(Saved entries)
= Beginning of Section =
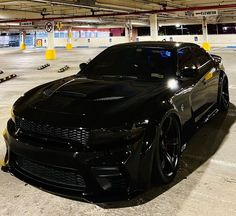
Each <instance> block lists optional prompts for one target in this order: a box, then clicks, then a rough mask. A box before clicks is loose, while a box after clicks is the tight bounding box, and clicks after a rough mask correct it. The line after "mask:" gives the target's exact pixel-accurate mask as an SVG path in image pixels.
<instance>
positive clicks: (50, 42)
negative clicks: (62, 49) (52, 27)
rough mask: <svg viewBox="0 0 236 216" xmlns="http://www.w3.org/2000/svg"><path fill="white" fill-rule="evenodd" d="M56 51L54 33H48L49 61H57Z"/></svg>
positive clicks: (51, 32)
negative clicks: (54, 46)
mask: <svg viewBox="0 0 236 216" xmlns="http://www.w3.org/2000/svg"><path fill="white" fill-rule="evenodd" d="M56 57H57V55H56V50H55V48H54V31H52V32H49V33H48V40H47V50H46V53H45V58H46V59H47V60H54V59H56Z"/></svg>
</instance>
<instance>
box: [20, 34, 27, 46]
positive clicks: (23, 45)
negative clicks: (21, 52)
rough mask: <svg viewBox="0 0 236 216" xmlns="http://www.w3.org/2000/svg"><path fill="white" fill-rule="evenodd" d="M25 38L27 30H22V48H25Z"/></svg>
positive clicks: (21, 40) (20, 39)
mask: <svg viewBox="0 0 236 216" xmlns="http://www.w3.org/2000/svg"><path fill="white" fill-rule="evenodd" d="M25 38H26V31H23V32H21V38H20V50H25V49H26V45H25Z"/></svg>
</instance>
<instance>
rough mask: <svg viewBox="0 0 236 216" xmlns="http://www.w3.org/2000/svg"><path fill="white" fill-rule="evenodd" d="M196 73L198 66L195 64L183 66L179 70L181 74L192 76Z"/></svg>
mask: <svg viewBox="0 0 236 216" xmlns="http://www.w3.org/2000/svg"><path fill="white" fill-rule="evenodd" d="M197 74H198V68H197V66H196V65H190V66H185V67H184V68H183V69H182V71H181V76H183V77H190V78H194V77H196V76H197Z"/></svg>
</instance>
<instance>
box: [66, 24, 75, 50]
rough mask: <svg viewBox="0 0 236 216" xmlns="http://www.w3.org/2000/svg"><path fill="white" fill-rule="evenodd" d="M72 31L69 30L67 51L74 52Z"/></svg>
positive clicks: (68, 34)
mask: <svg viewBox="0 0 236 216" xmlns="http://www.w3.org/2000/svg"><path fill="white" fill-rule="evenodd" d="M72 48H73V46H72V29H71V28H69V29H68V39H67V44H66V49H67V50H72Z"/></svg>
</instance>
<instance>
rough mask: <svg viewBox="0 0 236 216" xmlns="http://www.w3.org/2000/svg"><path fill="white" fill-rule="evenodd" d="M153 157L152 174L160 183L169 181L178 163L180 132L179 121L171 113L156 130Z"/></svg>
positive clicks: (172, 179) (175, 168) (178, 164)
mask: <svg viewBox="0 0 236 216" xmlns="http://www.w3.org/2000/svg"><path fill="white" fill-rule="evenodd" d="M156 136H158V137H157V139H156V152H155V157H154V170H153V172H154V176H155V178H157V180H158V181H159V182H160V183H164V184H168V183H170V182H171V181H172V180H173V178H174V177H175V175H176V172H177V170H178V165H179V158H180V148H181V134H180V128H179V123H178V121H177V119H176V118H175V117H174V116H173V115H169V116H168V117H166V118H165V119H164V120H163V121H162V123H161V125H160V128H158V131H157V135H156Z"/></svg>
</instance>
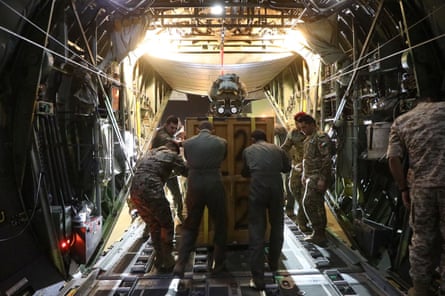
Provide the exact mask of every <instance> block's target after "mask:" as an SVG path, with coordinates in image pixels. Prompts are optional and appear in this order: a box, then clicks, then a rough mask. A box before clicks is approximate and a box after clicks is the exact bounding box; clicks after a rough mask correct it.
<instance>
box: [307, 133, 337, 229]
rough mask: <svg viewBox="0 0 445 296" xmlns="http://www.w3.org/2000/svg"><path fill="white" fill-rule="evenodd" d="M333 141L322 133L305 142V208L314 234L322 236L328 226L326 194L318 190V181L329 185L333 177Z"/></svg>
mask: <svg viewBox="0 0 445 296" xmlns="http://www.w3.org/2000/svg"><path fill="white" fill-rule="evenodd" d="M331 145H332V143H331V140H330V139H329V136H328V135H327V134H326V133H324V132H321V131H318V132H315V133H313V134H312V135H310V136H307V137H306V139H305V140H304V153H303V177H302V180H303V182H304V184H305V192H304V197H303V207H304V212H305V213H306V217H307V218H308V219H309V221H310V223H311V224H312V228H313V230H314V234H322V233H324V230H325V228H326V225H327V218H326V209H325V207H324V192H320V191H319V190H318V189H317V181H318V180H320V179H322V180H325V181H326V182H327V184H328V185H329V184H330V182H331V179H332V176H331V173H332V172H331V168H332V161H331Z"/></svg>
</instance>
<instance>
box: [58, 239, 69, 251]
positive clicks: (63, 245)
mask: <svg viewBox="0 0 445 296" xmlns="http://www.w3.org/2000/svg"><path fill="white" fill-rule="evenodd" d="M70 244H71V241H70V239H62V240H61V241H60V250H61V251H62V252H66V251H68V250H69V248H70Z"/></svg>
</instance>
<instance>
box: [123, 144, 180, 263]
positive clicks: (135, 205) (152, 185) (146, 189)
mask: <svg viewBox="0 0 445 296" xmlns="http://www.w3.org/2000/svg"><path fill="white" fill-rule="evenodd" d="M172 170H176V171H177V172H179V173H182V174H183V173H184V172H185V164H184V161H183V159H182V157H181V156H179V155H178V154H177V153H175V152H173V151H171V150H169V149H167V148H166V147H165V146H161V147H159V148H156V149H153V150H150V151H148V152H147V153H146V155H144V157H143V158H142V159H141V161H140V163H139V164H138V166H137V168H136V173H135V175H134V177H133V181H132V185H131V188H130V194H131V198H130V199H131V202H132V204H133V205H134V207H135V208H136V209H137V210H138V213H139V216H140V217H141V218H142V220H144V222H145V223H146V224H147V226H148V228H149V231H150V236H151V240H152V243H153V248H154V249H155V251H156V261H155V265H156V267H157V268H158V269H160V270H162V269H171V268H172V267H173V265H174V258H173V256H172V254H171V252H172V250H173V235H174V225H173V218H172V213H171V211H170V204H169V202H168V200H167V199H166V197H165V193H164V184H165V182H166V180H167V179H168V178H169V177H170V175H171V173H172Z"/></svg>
= End of Section =
= Beginning of Section =
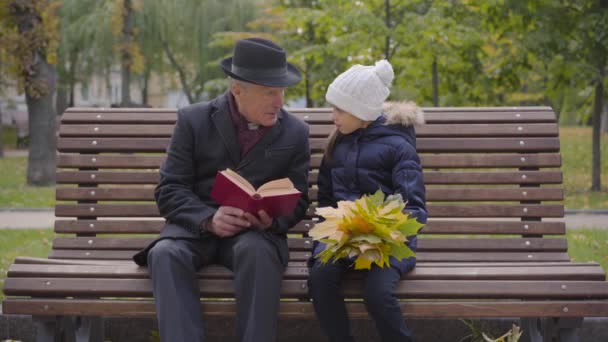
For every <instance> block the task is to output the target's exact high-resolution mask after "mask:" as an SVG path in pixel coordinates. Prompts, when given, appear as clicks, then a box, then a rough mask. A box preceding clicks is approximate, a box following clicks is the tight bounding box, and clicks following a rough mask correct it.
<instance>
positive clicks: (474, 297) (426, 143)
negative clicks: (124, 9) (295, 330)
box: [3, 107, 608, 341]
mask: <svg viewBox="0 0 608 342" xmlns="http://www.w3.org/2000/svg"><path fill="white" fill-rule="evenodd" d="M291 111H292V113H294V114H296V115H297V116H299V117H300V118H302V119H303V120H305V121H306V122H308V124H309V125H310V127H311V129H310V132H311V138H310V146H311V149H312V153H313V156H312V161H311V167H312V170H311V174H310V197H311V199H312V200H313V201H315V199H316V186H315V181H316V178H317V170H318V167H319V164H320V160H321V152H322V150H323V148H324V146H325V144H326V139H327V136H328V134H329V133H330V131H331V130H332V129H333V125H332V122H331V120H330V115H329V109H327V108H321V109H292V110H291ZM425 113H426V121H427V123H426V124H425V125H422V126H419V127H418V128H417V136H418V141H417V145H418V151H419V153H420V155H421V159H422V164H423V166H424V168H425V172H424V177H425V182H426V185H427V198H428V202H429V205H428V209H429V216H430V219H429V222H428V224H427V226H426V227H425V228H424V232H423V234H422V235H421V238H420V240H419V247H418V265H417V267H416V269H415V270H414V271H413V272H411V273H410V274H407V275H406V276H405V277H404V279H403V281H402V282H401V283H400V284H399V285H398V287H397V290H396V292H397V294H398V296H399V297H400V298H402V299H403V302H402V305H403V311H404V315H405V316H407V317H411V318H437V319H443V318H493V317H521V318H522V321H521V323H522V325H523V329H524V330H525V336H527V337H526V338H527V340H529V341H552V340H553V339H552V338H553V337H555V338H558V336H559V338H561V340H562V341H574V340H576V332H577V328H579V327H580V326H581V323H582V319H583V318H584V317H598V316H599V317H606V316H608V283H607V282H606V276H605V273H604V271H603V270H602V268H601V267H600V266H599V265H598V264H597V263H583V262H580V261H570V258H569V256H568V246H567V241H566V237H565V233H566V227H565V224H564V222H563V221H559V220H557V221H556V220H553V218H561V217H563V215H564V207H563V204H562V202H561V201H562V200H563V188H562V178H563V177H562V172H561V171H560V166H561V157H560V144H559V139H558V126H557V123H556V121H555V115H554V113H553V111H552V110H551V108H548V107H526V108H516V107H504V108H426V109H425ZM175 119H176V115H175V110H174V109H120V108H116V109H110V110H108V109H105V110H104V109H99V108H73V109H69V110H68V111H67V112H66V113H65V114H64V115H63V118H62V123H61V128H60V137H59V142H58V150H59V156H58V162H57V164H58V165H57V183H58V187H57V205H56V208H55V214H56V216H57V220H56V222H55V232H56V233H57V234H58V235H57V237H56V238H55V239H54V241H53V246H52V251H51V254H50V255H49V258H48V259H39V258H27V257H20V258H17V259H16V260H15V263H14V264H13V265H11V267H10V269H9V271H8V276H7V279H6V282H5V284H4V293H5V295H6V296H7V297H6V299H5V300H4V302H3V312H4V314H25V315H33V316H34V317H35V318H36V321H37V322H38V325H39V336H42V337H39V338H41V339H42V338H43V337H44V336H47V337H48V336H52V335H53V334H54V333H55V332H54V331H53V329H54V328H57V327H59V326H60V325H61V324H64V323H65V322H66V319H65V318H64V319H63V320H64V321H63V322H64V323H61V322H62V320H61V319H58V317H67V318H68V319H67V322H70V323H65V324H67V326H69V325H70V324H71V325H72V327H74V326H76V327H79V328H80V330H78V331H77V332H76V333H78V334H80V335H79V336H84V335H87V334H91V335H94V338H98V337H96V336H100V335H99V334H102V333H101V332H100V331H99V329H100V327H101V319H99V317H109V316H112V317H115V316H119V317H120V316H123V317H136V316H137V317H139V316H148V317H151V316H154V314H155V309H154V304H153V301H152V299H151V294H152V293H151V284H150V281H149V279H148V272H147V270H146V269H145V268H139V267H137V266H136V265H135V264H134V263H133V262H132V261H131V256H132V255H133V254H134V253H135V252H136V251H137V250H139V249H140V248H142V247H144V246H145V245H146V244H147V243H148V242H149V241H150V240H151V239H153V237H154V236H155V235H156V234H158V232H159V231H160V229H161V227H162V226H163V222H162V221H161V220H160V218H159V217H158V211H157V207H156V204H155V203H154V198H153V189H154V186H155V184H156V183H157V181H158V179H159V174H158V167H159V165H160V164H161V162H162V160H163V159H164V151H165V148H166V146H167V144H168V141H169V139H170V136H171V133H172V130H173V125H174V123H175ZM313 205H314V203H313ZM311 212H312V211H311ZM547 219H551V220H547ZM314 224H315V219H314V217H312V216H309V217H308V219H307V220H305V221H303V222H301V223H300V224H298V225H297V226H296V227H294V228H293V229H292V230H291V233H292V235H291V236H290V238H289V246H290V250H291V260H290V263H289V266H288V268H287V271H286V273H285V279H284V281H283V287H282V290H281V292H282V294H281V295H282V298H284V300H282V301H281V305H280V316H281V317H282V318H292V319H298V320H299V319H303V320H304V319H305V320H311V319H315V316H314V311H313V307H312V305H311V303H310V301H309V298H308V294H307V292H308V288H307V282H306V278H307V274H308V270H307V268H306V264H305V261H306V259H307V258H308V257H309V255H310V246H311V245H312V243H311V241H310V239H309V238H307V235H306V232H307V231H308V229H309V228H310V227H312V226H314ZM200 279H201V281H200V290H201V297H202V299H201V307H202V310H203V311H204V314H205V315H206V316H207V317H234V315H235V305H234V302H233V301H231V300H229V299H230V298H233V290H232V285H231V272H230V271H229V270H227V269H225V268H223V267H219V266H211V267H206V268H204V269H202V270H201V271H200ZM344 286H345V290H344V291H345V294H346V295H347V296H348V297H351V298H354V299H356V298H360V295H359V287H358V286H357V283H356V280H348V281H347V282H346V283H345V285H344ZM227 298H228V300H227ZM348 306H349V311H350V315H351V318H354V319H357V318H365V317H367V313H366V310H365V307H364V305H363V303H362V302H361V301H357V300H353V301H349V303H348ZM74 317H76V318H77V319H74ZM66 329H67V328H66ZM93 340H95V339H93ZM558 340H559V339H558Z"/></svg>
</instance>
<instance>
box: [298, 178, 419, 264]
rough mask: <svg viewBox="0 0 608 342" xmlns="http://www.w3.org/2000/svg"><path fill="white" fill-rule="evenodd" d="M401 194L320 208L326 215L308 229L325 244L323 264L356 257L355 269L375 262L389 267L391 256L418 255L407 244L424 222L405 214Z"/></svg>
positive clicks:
= End of Section =
= Beginning of Section =
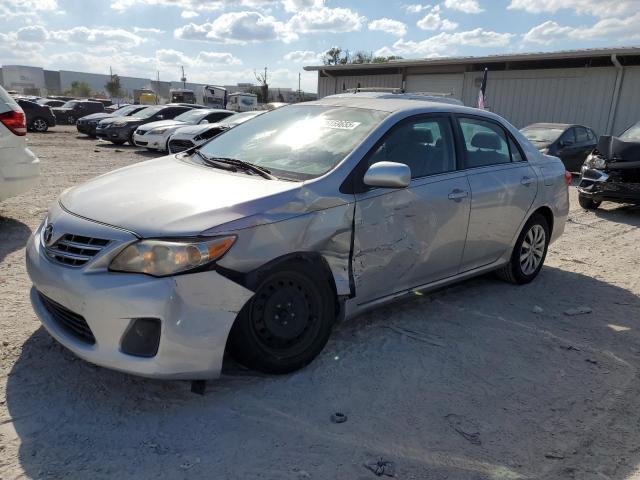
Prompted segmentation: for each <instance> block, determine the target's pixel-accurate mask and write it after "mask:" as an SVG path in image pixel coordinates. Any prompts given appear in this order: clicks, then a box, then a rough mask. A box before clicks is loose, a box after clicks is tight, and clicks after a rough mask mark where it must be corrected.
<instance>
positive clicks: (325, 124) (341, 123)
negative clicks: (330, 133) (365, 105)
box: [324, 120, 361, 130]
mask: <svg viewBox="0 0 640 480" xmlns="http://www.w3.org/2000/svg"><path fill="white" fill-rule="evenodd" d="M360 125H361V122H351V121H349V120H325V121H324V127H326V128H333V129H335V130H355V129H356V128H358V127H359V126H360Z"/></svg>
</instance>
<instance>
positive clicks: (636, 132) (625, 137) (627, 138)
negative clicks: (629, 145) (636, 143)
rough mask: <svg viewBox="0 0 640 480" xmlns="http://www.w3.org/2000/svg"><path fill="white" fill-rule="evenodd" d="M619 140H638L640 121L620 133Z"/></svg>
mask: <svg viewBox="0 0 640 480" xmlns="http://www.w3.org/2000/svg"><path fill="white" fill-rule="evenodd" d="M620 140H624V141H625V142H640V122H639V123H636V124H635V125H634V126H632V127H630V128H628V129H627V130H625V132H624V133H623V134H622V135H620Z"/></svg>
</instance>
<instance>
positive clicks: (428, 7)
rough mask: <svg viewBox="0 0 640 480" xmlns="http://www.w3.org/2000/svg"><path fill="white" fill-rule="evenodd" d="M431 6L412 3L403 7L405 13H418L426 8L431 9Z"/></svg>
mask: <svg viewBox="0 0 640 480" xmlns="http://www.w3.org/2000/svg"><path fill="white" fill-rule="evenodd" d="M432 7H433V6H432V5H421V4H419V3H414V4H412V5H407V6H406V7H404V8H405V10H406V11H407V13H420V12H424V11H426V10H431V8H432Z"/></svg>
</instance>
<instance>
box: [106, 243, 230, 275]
= End of Section =
Count the lines in the saved entries that contain the word "negative", treating case as significant. Give only the number.

# Task solution:
6